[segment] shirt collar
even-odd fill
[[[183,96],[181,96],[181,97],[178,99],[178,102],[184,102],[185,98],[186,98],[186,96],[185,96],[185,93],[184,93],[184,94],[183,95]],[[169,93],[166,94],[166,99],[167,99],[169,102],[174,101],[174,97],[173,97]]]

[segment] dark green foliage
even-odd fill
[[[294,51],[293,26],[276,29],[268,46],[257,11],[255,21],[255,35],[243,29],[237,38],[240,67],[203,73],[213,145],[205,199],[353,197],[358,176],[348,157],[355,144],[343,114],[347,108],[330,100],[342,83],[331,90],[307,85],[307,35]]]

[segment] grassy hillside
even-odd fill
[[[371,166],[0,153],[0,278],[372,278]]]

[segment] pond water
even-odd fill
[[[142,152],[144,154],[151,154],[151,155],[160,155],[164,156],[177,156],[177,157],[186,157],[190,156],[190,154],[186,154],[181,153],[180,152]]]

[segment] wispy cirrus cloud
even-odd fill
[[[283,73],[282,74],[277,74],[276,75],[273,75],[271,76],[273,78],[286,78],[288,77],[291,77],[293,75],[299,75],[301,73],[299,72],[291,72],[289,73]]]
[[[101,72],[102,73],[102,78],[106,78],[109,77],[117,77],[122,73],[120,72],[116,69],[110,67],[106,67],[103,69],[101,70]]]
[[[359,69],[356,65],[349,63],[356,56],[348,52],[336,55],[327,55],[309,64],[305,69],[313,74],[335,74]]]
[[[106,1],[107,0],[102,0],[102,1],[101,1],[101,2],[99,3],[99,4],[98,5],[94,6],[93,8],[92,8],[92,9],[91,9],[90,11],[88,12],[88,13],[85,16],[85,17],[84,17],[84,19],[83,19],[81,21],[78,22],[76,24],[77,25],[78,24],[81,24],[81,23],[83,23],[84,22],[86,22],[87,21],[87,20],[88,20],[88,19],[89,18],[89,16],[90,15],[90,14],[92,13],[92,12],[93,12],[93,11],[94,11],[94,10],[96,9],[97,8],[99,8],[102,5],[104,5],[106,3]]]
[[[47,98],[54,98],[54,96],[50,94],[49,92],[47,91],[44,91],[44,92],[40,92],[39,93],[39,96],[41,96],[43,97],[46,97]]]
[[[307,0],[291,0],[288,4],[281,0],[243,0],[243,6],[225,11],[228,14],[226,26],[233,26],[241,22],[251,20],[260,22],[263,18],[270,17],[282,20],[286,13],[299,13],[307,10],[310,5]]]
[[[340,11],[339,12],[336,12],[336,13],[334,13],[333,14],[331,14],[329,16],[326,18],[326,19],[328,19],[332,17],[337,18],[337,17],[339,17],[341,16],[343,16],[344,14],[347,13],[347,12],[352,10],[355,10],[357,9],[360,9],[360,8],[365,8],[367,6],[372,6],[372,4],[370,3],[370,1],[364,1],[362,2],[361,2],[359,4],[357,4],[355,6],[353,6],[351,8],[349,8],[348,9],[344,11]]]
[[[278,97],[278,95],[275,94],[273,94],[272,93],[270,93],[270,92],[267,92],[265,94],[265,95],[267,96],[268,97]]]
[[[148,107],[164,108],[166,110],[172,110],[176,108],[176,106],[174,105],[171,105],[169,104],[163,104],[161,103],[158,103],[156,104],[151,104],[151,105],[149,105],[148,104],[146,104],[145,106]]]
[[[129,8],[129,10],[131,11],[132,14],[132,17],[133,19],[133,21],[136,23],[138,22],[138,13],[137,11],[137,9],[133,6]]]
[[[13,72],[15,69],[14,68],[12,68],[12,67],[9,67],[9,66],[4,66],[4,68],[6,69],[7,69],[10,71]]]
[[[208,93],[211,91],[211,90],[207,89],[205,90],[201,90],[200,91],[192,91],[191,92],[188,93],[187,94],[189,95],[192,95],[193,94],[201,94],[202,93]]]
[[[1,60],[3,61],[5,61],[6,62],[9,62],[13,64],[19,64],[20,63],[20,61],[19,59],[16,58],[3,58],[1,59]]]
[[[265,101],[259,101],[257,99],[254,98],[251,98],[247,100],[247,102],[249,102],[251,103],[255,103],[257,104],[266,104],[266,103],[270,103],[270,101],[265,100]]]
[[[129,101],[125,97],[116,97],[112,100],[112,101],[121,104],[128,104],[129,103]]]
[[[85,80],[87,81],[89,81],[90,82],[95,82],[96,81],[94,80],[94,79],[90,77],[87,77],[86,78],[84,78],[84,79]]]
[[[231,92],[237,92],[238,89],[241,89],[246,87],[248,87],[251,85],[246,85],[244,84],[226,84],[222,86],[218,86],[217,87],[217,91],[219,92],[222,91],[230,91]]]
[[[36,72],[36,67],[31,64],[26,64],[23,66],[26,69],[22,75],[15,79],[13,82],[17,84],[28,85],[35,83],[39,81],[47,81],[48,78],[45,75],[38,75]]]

━━━━

Please count the lines in the rows above that contain the string "segment", matching case exactly, and reply with the number alone.

▶ [Solution for this problem] 5